> [Assignment]
After finding the line with "[indicate] the colorful" in the data below, set down exactly each line through the one with "[indicate] the green wall", inclusive, and stop there.
Segment Start: Records
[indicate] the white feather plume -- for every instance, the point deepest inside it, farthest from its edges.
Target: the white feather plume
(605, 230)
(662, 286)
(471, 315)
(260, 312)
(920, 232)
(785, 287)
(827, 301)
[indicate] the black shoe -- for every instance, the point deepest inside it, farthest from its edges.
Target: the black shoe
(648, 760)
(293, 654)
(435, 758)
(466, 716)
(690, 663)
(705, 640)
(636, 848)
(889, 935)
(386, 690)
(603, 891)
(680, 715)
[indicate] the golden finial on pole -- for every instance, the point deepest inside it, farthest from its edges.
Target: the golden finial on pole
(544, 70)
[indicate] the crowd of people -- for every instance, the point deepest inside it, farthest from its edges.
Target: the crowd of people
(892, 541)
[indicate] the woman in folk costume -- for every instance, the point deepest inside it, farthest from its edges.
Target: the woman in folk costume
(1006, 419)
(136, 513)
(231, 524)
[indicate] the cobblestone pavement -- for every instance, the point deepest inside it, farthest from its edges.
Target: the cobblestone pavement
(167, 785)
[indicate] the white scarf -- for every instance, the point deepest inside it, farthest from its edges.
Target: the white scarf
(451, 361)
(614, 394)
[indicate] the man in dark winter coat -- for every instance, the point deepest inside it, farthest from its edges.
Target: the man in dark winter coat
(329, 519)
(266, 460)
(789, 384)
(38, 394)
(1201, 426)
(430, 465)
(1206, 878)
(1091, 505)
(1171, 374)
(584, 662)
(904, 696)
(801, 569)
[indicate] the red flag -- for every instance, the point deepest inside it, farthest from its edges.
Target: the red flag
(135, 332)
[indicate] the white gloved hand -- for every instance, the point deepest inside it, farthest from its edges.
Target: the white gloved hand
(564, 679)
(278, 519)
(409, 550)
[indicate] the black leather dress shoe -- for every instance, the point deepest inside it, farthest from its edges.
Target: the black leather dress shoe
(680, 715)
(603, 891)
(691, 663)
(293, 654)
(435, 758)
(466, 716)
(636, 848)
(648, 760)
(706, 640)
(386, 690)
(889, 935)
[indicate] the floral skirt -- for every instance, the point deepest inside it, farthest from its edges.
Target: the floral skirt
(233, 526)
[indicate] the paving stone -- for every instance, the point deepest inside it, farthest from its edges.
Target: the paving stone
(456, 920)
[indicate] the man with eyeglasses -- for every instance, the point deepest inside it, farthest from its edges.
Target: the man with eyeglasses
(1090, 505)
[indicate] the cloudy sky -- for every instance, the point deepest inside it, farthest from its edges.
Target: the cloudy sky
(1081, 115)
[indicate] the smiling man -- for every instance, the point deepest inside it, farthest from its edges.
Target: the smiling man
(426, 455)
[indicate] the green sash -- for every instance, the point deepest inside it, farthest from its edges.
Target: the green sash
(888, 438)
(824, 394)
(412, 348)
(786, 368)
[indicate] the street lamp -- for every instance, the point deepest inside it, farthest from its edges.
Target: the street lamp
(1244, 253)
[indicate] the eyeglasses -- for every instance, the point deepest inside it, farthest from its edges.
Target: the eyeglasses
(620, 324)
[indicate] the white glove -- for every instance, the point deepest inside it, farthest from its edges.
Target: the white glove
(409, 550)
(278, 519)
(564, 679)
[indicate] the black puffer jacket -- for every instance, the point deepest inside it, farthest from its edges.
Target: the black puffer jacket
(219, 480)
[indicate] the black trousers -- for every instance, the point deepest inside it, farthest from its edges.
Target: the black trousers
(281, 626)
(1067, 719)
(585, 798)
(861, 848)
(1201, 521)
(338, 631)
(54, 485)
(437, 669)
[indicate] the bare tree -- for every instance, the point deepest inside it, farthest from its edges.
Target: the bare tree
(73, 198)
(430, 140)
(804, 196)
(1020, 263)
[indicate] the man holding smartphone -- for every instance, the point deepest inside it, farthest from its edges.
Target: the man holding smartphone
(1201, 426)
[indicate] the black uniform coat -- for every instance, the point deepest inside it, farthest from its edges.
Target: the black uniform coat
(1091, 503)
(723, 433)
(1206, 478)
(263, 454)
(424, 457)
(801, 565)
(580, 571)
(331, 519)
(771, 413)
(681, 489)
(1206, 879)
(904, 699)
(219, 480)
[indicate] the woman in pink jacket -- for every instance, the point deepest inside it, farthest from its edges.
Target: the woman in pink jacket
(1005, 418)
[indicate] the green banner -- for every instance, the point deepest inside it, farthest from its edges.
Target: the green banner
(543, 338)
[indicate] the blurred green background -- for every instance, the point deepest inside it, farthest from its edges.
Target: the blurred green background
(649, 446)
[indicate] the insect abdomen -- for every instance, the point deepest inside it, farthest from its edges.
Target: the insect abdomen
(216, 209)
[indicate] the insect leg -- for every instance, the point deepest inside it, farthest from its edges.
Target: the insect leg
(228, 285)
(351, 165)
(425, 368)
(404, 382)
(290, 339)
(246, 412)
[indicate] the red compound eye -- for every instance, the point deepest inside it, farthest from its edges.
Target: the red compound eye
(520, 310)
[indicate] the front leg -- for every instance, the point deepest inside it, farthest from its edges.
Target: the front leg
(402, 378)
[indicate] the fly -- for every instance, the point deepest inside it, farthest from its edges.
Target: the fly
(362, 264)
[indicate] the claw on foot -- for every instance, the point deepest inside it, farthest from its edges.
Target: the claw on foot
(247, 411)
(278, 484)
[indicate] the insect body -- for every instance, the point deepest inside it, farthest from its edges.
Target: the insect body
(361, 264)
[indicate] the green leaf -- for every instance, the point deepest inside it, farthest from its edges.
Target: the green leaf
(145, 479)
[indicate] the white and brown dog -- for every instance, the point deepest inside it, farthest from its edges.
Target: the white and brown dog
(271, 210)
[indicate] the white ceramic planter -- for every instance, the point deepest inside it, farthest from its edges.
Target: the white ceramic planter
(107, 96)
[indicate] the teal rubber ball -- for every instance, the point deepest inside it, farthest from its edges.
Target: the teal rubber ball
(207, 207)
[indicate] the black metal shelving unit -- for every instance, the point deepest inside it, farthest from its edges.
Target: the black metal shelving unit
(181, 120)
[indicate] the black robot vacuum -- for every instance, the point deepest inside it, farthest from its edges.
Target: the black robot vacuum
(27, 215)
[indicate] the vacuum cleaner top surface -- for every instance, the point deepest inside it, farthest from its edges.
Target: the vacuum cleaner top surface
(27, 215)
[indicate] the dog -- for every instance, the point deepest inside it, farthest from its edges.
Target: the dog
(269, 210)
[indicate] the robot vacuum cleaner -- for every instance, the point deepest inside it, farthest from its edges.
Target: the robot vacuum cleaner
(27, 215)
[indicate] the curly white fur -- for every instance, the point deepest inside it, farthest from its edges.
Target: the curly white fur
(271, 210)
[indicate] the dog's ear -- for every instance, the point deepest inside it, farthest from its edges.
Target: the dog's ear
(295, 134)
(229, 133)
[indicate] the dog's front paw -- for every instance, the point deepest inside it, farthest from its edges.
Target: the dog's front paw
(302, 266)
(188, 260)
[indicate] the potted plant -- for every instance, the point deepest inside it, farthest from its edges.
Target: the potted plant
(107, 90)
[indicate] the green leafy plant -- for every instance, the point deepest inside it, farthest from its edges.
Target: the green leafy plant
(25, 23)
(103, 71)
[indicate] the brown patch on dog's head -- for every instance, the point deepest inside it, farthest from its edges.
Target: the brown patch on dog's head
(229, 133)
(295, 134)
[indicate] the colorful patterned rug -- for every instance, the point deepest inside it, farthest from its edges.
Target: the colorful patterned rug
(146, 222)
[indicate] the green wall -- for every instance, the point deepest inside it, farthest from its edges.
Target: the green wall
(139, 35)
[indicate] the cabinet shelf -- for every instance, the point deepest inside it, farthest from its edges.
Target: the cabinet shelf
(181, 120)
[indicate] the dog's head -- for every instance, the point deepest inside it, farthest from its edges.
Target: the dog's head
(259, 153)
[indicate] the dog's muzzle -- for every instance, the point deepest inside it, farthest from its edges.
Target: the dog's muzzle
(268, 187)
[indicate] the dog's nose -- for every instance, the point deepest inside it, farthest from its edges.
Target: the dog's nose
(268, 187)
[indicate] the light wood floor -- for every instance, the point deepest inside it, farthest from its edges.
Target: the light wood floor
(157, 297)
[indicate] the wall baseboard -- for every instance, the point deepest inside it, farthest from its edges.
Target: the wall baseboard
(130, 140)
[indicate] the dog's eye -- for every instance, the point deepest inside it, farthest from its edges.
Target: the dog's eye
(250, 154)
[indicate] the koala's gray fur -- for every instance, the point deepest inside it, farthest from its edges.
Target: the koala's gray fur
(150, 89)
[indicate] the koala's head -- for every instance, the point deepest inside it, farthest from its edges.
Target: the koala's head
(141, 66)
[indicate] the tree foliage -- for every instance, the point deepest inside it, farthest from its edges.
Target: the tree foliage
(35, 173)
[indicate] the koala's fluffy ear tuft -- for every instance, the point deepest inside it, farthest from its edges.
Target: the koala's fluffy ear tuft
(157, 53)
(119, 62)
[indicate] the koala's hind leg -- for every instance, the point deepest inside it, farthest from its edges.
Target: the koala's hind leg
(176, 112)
Segment End: Records
> [Exercise result]
[indicate] the colorful patterned rug -- for every instance, the point deepest inside it, farthest from its edges.
Target: the colorful patterned rug
(146, 222)
[indicate] the green wall -- for every instance, the point deepest inside it, farthest from its edges.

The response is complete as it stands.